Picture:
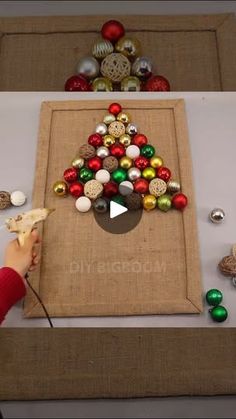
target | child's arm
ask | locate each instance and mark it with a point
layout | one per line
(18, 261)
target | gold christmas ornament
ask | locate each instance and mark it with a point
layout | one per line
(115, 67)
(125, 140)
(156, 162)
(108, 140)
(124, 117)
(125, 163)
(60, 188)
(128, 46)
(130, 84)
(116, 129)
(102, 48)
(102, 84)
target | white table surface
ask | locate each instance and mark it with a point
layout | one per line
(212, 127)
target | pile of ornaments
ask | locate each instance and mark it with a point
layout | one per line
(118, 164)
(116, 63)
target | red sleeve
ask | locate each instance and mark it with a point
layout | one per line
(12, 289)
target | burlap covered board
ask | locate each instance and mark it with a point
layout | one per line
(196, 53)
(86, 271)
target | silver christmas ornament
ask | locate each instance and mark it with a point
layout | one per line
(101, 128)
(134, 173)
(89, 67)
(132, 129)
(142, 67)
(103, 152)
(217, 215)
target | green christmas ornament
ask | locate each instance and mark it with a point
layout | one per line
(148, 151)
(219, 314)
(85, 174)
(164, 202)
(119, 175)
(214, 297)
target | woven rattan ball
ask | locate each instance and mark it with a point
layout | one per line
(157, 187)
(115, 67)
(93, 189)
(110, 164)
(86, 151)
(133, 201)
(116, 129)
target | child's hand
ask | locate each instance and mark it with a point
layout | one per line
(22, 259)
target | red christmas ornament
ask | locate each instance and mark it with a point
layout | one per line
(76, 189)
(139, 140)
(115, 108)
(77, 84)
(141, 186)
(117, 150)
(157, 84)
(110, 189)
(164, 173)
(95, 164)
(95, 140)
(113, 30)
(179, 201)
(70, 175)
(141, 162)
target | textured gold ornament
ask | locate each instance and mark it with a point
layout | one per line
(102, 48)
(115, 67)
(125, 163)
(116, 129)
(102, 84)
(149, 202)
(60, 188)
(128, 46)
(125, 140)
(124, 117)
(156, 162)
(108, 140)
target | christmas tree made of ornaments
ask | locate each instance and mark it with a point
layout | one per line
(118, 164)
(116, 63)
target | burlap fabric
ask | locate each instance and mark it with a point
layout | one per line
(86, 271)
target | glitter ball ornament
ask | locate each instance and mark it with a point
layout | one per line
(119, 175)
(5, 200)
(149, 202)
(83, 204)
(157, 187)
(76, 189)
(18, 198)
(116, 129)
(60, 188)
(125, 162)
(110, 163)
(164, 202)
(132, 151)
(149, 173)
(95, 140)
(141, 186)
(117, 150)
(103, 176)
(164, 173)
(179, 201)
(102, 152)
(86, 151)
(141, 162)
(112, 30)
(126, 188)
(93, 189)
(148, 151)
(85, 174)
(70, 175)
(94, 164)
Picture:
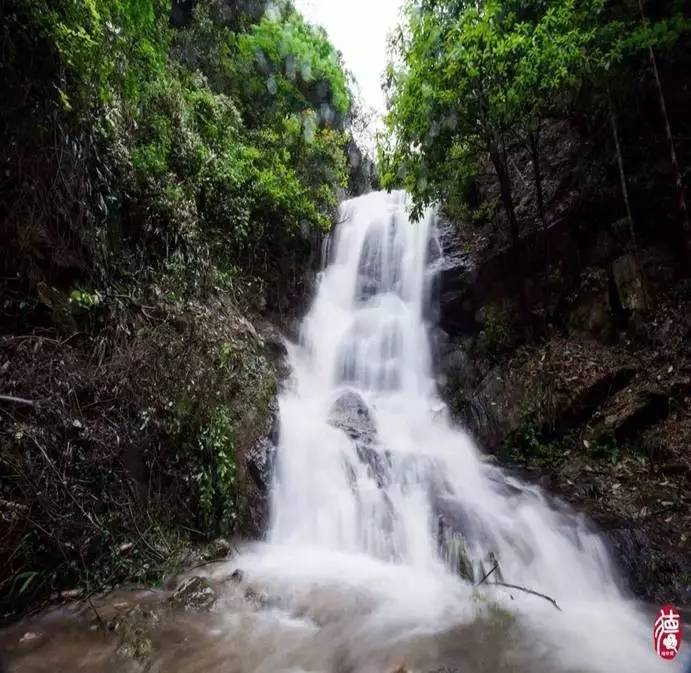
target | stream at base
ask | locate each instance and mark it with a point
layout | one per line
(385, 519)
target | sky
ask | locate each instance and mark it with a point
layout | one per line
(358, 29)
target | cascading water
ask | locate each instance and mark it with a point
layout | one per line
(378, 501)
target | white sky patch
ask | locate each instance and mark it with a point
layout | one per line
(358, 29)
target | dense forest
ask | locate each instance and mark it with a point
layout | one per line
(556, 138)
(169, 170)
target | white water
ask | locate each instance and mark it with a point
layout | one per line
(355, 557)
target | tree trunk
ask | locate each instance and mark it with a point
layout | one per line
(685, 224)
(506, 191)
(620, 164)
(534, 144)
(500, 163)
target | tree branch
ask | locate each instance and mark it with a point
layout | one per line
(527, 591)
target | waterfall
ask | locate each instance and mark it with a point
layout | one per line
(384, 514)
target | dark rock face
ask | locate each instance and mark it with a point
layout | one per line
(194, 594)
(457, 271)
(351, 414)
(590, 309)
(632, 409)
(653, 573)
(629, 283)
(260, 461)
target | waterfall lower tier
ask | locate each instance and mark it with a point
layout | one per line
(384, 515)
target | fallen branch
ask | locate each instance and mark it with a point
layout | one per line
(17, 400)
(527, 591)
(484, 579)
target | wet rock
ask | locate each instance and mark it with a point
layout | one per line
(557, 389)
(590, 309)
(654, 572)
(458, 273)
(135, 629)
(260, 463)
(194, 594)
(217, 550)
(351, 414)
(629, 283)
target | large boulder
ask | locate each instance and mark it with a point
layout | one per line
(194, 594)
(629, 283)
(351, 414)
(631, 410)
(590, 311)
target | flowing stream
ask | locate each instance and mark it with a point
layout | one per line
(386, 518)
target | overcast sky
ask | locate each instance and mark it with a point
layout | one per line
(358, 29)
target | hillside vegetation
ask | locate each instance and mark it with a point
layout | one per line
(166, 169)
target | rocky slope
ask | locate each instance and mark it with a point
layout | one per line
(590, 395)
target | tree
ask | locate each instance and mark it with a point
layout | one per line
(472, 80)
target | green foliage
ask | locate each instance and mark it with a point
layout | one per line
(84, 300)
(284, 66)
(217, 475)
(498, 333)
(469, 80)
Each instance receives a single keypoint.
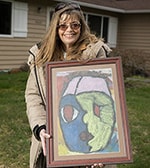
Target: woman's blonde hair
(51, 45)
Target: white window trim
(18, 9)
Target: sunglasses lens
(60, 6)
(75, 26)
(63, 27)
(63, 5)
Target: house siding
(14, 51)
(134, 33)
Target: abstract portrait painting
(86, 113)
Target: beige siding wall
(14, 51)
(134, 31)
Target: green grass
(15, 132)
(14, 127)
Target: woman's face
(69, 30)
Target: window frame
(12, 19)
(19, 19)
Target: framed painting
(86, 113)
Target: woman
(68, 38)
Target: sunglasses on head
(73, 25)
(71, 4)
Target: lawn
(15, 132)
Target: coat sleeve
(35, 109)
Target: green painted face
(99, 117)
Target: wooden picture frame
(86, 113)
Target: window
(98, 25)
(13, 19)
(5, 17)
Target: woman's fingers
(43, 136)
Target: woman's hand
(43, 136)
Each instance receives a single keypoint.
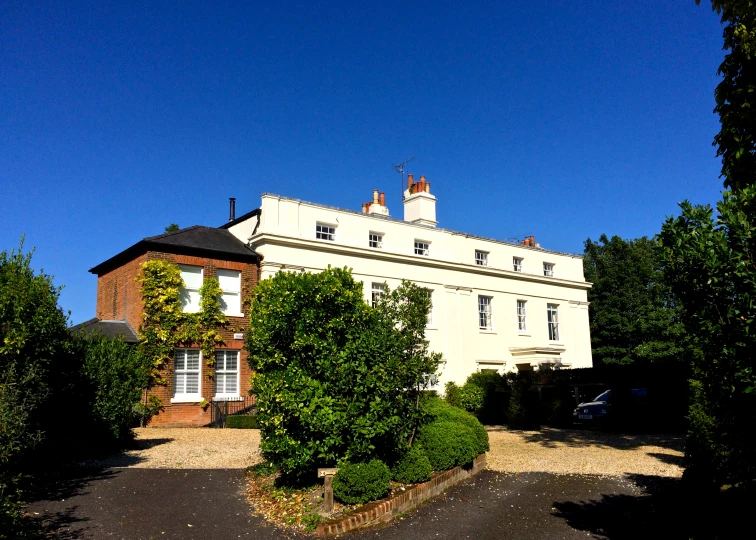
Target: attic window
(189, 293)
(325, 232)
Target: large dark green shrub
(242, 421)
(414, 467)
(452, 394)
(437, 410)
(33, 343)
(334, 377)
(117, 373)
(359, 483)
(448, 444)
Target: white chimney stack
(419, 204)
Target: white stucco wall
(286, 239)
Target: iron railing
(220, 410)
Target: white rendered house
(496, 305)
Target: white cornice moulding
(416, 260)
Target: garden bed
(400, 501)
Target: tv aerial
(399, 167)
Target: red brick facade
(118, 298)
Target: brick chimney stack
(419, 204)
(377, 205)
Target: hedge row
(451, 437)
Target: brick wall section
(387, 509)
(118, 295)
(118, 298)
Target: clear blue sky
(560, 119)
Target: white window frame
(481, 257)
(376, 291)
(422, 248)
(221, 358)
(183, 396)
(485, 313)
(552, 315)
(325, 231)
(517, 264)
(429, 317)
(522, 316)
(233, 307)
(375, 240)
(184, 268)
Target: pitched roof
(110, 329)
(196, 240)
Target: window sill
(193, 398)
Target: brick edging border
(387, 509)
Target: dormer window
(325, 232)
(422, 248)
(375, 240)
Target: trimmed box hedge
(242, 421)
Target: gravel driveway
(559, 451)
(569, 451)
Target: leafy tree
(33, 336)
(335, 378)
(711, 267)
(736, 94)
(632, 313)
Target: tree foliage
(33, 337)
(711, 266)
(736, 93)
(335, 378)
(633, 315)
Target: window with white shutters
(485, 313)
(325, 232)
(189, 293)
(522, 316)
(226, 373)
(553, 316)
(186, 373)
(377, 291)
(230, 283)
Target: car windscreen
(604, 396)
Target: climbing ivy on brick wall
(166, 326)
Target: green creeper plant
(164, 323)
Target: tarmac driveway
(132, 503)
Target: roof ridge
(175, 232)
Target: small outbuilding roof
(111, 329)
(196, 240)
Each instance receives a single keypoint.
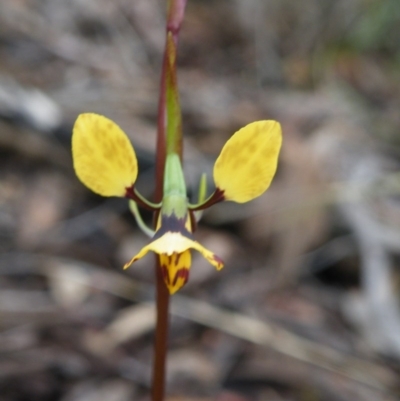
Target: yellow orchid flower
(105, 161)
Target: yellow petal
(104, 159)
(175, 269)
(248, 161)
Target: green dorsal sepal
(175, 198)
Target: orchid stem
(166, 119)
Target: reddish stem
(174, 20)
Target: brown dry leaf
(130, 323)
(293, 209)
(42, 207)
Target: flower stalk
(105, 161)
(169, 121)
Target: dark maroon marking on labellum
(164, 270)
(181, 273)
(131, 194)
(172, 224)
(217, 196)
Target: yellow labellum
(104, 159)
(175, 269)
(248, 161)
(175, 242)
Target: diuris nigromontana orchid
++++++++++
**SET EXERCISE**
Repeat the lines from the line containing "Target: car windscreen" through the end of the material above exactly, with no pictures and nothing else.

**FINAL RESULT**
Target: car windscreen
(604, 396)
Target: climbing ivy on brick wall
(166, 326)
Target: green creeper plant
(164, 323)
Target: tarmac driveway
(132, 503)
Target: roof ridge
(175, 232)
Target: small outbuilding roof
(111, 329)
(196, 240)
Each instance receives a single keypoint.
Target: yellow orchid flower
(105, 161)
Target: yellow petal
(104, 159)
(175, 269)
(248, 161)
Target: green dorsal sepal
(175, 198)
Target: orchid stem
(166, 119)
Target: reddish stem
(174, 20)
Target: brown dry leaf
(130, 323)
(293, 209)
(42, 207)
Target: flower stalk
(105, 161)
(169, 121)
Target: dark maroon marking on labellum
(164, 270)
(181, 273)
(131, 194)
(172, 224)
(217, 196)
Target: yellow labellum
(104, 159)
(175, 269)
(248, 161)
(175, 242)
Target: diuris nigromontana orchid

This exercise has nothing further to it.